▸ RAW DATA

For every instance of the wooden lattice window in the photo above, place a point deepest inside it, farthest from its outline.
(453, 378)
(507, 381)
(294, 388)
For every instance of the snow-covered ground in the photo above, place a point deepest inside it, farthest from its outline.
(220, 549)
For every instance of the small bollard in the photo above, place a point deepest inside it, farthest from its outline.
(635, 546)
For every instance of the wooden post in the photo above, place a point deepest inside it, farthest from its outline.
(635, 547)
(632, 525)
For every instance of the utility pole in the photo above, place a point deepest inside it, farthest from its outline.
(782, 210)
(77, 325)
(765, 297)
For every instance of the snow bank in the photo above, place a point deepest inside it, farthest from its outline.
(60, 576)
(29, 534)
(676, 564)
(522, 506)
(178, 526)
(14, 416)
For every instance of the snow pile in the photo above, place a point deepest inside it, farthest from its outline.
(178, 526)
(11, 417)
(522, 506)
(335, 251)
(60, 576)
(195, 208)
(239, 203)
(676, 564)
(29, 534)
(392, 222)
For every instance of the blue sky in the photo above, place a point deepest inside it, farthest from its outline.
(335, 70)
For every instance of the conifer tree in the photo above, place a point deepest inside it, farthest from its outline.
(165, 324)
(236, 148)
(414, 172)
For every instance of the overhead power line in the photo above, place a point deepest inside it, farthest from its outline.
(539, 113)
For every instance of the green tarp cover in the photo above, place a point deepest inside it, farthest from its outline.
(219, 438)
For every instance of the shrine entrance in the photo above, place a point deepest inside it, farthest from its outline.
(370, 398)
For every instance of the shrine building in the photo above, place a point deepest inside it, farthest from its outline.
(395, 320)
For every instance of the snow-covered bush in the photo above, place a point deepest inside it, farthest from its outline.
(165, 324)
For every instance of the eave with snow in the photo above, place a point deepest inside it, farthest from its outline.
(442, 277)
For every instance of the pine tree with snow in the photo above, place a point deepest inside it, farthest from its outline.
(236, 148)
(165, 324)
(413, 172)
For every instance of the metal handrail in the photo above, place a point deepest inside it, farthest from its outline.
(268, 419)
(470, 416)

--

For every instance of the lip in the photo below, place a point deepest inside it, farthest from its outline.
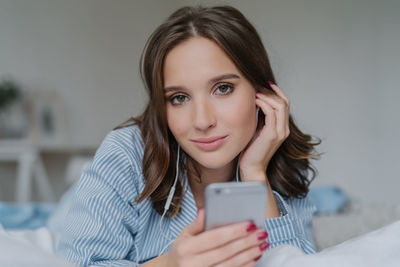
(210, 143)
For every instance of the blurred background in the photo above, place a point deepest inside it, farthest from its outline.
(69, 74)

▸ WHAT YOU ARE ASKED TO DO
State how many lines of the data above contain the string "tree", with case counting. Reply with the number alone.

▸ WRITTEN SOLUTION
2